[Referring expression data]

________________________

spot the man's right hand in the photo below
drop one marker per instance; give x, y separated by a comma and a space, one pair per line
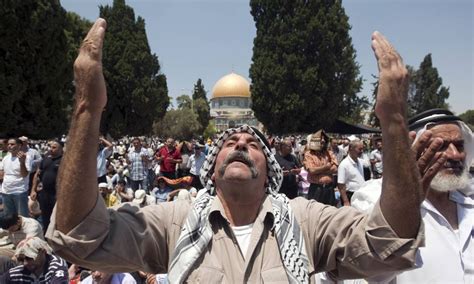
91, 92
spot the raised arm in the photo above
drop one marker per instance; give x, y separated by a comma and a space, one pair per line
77, 178
401, 189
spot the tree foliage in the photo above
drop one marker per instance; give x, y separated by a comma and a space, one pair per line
427, 91
181, 123
201, 105
304, 74
468, 118
137, 91
35, 68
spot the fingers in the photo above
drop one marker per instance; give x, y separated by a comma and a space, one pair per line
92, 44
429, 174
384, 52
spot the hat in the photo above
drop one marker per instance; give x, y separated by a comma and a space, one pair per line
33, 207
103, 184
197, 145
140, 195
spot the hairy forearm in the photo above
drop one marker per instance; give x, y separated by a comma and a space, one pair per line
77, 178
401, 187
23, 170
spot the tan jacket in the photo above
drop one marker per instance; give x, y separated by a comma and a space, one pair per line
342, 241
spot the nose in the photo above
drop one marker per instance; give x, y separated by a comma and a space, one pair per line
241, 145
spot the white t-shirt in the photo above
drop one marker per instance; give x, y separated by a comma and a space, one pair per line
243, 234
13, 182
351, 173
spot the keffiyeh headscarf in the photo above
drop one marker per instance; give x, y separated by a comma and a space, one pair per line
197, 233
426, 120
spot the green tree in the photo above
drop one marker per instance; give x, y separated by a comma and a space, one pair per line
181, 123
304, 74
428, 91
184, 101
468, 118
35, 70
201, 105
210, 130
137, 91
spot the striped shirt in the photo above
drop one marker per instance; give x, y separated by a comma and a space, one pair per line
55, 273
137, 165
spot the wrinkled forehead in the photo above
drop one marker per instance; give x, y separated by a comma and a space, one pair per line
247, 137
446, 131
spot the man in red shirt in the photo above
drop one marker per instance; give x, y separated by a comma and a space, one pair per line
168, 157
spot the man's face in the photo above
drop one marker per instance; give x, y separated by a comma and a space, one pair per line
378, 145
285, 148
12, 146
358, 149
453, 174
241, 159
33, 265
170, 143
136, 144
55, 149
103, 191
15, 227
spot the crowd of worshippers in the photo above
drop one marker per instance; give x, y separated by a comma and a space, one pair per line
147, 171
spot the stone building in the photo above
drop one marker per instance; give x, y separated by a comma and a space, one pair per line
231, 102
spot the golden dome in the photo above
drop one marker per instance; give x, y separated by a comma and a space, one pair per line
231, 85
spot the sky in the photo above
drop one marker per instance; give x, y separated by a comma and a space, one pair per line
208, 39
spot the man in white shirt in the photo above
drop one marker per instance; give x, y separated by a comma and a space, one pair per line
350, 173
376, 160
448, 210
16, 168
195, 162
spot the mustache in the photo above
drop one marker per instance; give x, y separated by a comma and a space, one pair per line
240, 156
454, 164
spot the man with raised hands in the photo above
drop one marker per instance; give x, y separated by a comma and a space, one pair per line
240, 229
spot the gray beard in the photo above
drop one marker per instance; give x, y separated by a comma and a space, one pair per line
450, 182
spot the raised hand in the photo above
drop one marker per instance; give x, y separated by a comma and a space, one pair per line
393, 81
91, 92
21, 156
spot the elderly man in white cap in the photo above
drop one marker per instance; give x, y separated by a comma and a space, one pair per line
448, 210
241, 229
39, 264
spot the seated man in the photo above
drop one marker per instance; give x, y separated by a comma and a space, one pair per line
40, 265
19, 228
278, 240
109, 278
109, 197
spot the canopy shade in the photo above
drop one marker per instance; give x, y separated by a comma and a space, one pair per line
342, 127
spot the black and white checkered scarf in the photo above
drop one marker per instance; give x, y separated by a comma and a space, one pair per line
197, 233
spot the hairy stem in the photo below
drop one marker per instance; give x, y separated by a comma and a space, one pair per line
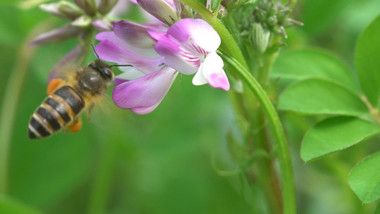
231, 48
288, 186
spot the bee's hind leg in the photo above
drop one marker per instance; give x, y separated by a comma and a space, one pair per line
90, 107
75, 126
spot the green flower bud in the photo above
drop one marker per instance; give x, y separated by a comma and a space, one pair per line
106, 5
62, 9
260, 38
82, 21
87, 5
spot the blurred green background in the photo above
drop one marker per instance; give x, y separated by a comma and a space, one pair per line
162, 162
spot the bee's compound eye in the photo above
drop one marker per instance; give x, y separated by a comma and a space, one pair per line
92, 65
107, 73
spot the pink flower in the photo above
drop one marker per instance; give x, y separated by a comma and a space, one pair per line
158, 52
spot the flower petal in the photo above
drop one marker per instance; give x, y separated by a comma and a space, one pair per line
135, 34
176, 57
143, 95
130, 73
101, 24
164, 10
195, 35
211, 71
111, 48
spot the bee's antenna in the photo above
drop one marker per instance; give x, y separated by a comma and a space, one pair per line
93, 48
120, 65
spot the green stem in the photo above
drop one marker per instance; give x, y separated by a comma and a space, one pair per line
288, 186
238, 62
11, 98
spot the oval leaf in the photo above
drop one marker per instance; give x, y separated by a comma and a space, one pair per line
364, 178
367, 61
303, 64
319, 96
335, 134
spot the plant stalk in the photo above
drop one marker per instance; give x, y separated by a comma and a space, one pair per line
281, 146
12, 95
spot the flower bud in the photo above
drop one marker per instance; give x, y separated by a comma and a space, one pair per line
106, 5
87, 5
82, 21
62, 9
260, 37
56, 35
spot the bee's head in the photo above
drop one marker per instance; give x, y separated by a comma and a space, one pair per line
104, 69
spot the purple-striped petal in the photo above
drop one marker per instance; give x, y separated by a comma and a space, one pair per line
177, 57
101, 24
136, 34
111, 48
195, 35
143, 95
211, 72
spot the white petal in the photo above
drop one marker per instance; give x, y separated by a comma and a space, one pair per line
130, 73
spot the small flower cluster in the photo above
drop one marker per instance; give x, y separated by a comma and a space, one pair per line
81, 15
158, 51
84, 17
260, 19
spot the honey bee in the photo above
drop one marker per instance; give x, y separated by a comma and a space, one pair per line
68, 98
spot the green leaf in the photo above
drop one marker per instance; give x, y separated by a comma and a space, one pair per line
367, 61
11, 206
302, 64
331, 10
335, 134
364, 178
319, 96
377, 211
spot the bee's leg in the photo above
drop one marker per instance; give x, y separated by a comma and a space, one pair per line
75, 126
53, 84
91, 106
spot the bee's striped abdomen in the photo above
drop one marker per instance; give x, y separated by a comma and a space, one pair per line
58, 110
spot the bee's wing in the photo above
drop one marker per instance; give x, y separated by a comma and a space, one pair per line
69, 63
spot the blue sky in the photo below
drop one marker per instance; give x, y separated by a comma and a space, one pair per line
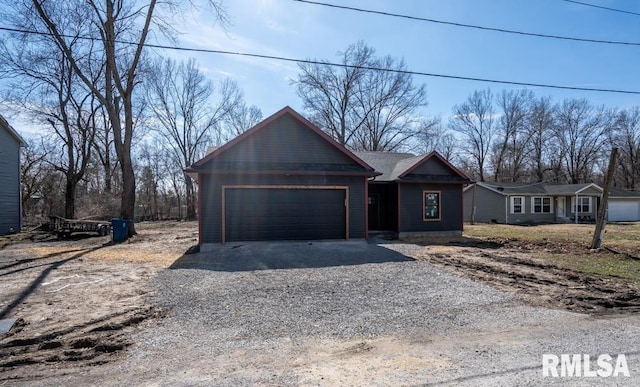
298, 30
292, 29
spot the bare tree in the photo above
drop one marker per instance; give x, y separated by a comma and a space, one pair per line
43, 83
240, 118
581, 131
512, 140
432, 135
329, 93
33, 173
474, 121
540, 131
114, 23
626, 137
367, 103
180, 98
387, 103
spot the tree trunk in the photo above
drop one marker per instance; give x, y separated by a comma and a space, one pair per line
70, 198
128, 202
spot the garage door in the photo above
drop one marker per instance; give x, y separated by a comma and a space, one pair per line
284, 213
623, 211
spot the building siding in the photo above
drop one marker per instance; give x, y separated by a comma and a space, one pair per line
284, 141
9, 183
490, 206
433, 166
411, 208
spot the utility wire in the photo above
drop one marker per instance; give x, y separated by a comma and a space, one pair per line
602, 7
397, 15
318, 62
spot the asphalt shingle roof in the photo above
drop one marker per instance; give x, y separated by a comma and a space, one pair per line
391, 165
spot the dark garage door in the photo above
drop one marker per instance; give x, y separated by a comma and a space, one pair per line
253, 214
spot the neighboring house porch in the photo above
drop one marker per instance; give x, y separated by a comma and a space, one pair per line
525, 203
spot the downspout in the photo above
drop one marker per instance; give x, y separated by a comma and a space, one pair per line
506, 209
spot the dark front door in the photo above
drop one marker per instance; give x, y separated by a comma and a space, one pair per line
374, 211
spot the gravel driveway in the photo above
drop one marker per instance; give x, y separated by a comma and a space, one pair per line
351, 313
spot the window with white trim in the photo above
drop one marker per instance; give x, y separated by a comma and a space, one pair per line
584, 204
541, 205
517, 204
431, 205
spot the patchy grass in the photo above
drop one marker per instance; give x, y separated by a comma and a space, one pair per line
567, 245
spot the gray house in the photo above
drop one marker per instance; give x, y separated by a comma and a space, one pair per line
414, 195
10, 209
526, 203
285, 179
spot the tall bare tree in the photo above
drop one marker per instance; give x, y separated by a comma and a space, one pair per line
181, 100
581, 131
474, 120
46, 87
540, 130
512, 140
241, 117
121, 29
366, 103
626, 137
432, 135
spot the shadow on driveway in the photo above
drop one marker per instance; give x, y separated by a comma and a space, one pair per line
249, 256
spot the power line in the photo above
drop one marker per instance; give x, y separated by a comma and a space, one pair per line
317, 62
397, 15
602, 7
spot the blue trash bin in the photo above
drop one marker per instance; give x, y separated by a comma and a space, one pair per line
120, 229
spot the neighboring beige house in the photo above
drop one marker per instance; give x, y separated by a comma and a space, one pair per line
534, 203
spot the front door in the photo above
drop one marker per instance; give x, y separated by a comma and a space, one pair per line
374, 211
562, 202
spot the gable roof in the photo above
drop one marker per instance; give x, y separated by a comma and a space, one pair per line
12, 132
265, 123
544, 189
399, 166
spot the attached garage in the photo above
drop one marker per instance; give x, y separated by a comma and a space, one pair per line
623, 206
283, 179
623, 211
253, 213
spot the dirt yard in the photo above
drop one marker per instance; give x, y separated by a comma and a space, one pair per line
80, 301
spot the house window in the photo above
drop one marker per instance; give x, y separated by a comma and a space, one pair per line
517, 205
431, 205
541, 205
583, 205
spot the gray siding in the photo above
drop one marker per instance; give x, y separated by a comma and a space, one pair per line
9, 182
489, 205
284, 141
411, 208
211, 198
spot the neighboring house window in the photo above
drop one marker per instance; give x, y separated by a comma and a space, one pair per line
584, 205
517, 204
541, 205
431, 205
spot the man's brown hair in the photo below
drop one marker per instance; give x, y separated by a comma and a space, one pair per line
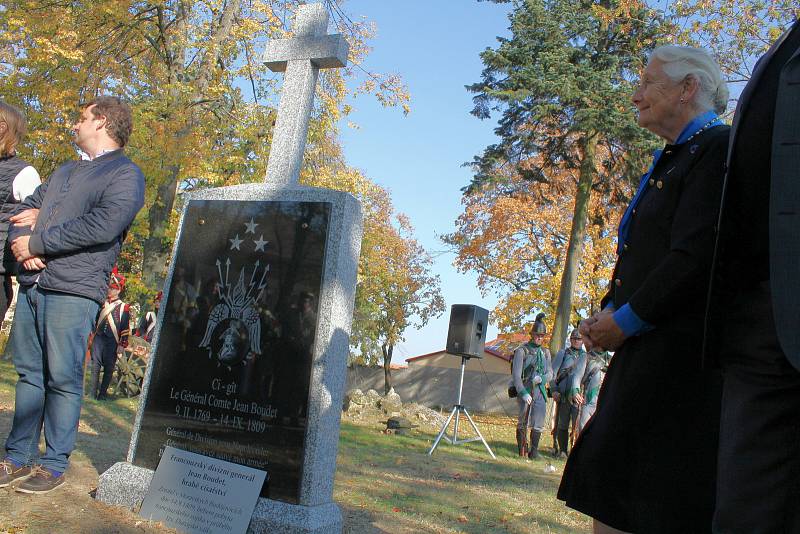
119, 122
16, 126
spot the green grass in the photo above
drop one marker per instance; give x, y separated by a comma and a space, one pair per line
391, 483
388, 482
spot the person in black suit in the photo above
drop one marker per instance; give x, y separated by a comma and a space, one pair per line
646, 460
752, 327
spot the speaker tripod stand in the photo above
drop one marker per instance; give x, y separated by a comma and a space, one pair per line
458, 409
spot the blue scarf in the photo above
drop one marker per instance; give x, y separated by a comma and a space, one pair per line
709, 119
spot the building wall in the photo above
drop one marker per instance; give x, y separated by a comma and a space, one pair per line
437, 387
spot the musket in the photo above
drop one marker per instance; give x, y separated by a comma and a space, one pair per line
575, 427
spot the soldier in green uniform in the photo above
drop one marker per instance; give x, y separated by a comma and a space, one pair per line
530, 371
594, 366
564, 386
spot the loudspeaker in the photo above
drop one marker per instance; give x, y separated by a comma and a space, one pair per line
467, 333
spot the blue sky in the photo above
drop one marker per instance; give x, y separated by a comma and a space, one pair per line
435, 47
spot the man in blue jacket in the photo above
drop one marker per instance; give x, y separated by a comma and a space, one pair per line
67, 237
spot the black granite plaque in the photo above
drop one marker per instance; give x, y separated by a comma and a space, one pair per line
232, 367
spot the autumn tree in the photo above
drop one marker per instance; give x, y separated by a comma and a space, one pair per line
396, 290
203, 103
736, 32
562, 84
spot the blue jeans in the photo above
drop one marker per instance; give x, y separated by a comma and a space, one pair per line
48, 343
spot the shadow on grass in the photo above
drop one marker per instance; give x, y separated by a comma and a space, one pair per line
104, 425
458, 488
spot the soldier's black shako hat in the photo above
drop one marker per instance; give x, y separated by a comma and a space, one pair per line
538, 325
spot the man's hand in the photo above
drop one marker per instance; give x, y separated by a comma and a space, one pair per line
25, 218
20, 248
34, 263
605, 332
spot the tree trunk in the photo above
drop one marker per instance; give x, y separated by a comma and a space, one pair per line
387, 366
575, 247
156, 246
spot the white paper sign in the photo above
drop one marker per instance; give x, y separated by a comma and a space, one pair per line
202, 495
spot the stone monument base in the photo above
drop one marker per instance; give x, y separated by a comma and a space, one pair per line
125, 484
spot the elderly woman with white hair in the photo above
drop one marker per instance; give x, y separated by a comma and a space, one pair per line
646, 460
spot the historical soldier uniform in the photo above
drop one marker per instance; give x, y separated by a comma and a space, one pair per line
567, 373
147, 324
594, 364
110, 336
530, 371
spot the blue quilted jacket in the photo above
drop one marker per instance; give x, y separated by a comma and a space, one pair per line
85, 211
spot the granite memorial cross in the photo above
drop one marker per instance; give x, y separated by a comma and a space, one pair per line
249, 356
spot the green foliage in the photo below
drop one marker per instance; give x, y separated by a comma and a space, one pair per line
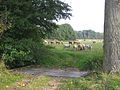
64, 32
7, 78
29, 21
21, 53
97, 81
59, 57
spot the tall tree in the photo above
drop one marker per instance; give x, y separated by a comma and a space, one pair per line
112, 36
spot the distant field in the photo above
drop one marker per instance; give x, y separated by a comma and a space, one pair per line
58, 57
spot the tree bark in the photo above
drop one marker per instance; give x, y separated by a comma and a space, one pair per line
112, 36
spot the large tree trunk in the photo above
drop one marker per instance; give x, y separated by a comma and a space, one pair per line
112, 36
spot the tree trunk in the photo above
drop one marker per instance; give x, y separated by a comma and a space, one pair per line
112, 36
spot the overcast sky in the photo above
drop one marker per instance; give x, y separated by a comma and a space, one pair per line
87, 14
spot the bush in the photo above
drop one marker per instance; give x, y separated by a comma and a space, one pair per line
21, 53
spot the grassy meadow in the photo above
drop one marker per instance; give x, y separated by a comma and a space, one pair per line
58, 57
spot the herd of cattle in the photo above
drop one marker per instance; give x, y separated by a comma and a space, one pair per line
76, 45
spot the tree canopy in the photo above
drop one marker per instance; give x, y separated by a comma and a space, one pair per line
64, 32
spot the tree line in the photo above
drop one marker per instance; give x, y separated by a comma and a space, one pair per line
66, 32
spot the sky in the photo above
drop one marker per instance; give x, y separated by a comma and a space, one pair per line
86, 14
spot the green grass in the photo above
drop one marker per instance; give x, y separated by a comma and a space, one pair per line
99, 81
7, 78
37, 83
58, 57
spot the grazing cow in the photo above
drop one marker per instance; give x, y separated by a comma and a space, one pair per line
88, 46
75, 46
66, 45
52, 42
45, 42
70, 42
94, 41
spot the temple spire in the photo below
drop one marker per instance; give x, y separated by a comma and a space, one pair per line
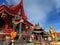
22, 11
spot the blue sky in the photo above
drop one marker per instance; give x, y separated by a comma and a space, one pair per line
44, 12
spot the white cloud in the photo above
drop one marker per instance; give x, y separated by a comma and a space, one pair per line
37, 12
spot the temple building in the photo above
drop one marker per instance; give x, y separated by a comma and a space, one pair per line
13, 17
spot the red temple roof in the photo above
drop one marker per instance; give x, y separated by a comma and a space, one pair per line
13, 10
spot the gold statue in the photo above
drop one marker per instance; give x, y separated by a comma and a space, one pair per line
53, 34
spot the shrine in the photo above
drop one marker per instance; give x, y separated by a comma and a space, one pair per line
38, 31
13, 17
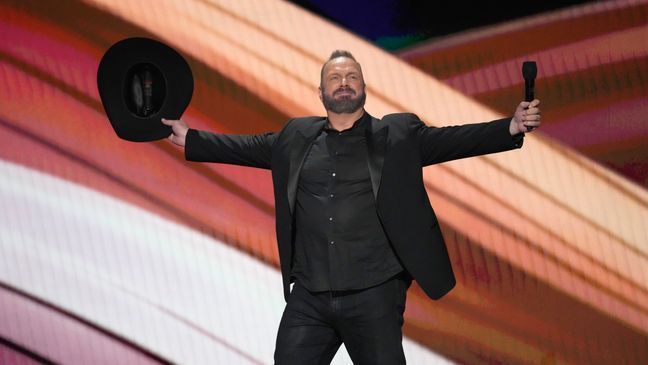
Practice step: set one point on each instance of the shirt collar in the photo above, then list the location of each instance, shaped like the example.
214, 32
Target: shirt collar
361, 123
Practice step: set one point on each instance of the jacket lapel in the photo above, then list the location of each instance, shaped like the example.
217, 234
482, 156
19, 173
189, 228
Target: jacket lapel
298, 149
376, 137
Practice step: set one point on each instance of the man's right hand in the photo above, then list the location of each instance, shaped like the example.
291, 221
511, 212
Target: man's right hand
178, 131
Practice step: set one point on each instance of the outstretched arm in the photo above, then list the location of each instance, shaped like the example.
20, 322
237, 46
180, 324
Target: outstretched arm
201, 146
438, 145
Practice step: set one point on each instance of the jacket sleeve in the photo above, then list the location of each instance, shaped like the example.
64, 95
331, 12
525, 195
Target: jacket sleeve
244, 150
442, 144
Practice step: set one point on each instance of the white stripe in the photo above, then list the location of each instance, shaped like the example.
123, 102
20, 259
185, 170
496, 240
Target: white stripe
182, 295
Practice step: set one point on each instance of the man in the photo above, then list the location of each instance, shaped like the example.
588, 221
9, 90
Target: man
353, 220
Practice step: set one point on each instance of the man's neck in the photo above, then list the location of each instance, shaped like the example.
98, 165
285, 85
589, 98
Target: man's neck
344, 121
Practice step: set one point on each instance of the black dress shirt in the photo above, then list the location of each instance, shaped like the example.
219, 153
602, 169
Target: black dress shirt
340, 243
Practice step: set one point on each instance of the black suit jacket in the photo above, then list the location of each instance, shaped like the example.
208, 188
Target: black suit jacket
398, 146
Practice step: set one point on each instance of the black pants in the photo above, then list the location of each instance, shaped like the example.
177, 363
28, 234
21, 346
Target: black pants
369, 323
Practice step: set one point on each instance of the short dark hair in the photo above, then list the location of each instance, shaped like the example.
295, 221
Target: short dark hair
335, 54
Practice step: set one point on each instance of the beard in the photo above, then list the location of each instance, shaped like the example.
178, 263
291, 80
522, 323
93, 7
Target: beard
346, 104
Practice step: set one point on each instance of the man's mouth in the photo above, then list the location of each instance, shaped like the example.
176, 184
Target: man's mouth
344, 92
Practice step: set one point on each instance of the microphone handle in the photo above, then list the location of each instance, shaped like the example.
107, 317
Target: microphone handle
529, 95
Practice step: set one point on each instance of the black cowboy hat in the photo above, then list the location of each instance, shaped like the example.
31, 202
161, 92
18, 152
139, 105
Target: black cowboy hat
140, 81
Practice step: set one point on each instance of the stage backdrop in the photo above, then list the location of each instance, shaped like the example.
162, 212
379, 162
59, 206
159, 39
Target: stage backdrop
120, 252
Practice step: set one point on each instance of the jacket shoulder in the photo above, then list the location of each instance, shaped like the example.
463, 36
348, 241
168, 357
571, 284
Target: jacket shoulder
401, 118
302, 122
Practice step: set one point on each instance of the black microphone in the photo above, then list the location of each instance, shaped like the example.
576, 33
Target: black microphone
529, 72
148, 92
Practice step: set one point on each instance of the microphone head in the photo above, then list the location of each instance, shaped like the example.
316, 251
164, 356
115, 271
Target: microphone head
529, 70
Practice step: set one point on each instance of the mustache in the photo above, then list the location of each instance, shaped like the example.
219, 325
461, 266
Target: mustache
346, 89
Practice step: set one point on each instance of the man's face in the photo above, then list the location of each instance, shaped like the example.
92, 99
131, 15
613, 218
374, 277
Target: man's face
342, 88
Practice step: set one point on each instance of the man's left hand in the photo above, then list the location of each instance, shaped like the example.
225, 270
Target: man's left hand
526, 117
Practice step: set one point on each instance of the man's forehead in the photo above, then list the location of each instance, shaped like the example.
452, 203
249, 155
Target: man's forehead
341, 64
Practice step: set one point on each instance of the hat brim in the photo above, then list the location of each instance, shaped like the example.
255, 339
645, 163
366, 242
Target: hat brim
112, 78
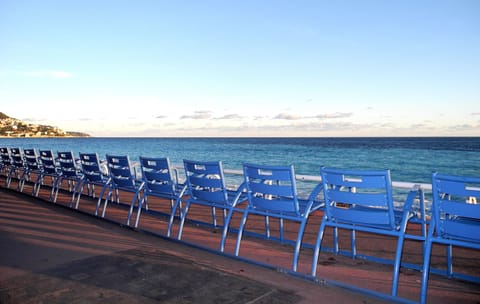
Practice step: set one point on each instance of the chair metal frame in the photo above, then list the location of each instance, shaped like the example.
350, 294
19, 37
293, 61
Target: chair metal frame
206, 186
161, 180
49, 168
122, 178
455, 221
92, 175
17, 168
272, 192
68, 171
361, 200
32, 165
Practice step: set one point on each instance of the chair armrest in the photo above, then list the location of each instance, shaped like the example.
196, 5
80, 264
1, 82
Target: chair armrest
312, 196
238, 194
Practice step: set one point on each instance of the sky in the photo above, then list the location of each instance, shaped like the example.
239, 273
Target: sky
236, 68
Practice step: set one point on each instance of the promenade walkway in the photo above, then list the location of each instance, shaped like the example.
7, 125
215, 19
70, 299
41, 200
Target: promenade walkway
51, 253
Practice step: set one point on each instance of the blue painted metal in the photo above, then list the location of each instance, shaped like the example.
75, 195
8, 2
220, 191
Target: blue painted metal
160, 181
455, 221
206, 187
92, 176
272, 192
122, 177
361, 200
17, 168
68, 171
49, 169
32, 165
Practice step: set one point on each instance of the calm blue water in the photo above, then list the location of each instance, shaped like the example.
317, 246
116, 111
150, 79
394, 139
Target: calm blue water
409, 159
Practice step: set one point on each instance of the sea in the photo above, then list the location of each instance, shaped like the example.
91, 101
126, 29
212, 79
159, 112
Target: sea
410, 159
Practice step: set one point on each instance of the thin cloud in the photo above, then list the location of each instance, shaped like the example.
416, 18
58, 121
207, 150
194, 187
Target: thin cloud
198, 115
334, 115
288, 116
230, 116
48, 74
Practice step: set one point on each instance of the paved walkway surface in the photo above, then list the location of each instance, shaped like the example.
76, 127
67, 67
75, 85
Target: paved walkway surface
51, 254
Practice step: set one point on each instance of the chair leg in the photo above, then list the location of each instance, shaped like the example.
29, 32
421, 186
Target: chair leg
449, 261
425, 271
298, 244
267, 227
335, 240
79, 194
214, 217
280, 229
183, 216
240, 231
226, 224
142, 199
353, 244
396, 267
172, 216
132, 204
318, 244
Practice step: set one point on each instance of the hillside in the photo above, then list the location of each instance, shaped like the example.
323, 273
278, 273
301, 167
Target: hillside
12, 127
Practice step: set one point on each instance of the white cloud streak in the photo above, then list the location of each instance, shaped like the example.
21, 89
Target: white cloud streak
47, 74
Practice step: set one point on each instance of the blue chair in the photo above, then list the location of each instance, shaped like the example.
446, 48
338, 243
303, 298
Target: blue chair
160, 181
32, 166
206, 187
272, 192
68, 171
17, 168
48, 169
122, 178
6, 163
360, 200
92, 175
455, 221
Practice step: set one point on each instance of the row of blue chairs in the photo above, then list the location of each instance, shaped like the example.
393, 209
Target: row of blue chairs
355, 200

________________________

INSTRUCTIONS TO FOLLOW: Beginning with the first entry above, reproduce every line verbatim until the line with "spot the raised arm in the photo above", which is included too; omit pictures.

RESPONSE:
spot the man's right hand in the photo below
drop one marker per instance; give x, y separated by a comma and a space, one pair per line
91, 92
spot the raised arm in the photo above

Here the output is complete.